*Challenges:*
A. Decide whether each statement below agrees with the passage on Wake County's GDS drawings and mapping practices, and answer yes or no for each, quoting the words of the passage that settle it: (i) Cadastral mapping follows rules set at the state level. (ii) Most of the smaller drawings combined several themes. (iii) The Planning Department keeps zoning maps along with related data.
B. Carry on the passage below about Wake County's GDS drawings and mapping practices, starting right after its final sentence about the Planning Department.

*Source text:*
+ + + +
Wake County had many GDS drawings, which varied not only by size and feature density but also by complexity. They ranged from the very complex to single-theme drawings.

For example, the cadastral basemap consisted of these themes:

Most smaller drawings were limited to one theme, such as townships, or precincts, or corporate limits.

2.2 While assembling the supporting documentation, existing mapping practices were also documented. In most instances, clear business rules and protocols had been established for most all mapping procedures. For example, cadastral mapping is governed by rules established at the state level. Also, because the County acts as the MSAG (Master Streets Address Guide) for all County municipalities, street naming must conform to a well-defined procedure. It was also necessary to document mapping procedures in other departments. For instance, the Planning Department maintains zoning maps and associated data such as case number, petitioner, and classification.
+ + + +
*Location identification items:*
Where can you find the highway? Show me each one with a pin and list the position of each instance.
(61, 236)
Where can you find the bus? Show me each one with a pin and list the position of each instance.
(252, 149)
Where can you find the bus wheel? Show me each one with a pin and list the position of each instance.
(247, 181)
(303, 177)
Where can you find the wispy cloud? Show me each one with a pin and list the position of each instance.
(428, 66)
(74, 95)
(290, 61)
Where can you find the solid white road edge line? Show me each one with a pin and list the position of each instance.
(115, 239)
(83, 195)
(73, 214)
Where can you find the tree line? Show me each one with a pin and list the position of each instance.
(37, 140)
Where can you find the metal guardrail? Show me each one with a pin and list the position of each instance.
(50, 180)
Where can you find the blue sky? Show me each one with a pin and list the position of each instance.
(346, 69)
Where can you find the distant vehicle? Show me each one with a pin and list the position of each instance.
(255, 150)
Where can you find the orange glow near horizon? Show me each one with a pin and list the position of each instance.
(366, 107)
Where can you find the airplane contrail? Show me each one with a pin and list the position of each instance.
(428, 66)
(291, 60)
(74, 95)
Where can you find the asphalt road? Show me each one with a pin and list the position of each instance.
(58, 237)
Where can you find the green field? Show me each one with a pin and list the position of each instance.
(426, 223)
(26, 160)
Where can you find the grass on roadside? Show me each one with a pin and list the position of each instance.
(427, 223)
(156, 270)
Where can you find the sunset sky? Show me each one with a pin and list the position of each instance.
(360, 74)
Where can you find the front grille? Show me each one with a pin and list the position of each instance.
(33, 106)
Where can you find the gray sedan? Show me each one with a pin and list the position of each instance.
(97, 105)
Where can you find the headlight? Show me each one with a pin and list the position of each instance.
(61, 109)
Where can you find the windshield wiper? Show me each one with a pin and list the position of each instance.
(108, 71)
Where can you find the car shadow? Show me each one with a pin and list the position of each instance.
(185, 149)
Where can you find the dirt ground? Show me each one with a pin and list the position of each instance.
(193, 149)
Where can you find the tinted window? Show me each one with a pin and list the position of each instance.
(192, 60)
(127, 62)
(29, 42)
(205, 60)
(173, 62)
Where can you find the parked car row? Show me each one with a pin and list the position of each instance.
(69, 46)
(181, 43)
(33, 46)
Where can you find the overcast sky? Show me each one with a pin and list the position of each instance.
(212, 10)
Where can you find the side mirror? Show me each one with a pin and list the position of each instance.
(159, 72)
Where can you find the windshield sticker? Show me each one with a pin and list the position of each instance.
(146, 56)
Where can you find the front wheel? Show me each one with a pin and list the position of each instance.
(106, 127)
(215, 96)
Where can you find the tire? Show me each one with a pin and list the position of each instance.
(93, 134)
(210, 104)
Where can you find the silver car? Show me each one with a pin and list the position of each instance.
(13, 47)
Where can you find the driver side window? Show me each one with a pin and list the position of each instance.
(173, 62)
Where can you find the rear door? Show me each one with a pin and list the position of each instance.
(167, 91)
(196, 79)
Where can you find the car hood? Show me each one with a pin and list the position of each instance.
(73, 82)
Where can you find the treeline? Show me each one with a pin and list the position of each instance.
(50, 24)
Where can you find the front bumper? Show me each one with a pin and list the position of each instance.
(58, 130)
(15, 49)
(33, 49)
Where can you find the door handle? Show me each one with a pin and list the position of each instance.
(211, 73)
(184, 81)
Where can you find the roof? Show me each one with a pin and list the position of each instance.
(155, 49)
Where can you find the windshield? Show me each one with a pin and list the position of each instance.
+ + + +
*Exercise results:*
A.
(i) Yes: "cadastral mapping is governed by rules established at the state level."
(ii) No: "Most smaller drawings were limited to one theme, such as townships, or precincts, or corporate limits."
(iii) Yes: "the Planning Department maintains zoning maps and associated data such as case number, petitioner, and classification."

B.
The exceptions to the rules were 'special projects', usually a one-time analysis or mapping project done at the request of another County agency or private individual. Since mapping rules for these projects were not formalized, they were often a source of errors and stray linework, which had to be corrected later.

2.3 Using the data inventories created earlier, County staff began cleaning up the more obvious and easily correctable errors in GDS. Misnamed features were given correct names. Misspellings were corrected. Obvious slivers were eliminated and bad linework was snapped or moved. Procedures were run which insured that the graphics were reconciled with the attribute database. Also, any unattributed linework was given attributes, or deleted where shown to be in error.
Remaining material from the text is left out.